RECORDS SUPPLIED:

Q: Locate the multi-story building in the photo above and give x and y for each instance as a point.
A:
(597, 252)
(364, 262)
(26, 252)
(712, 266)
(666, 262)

TASK TO COMPLETE: Reproduce the items above, replacing "multi-story building" with "high-rise structure" wherever it occurs and keeping everything else unchanged.

OUTPUT:
Q: Locate the high-rise structure in the photo above and give x and y for each instance as a point.
A:
(597, 252)
(364, 262)
(26, 252)
(712, 266)
(666, 262)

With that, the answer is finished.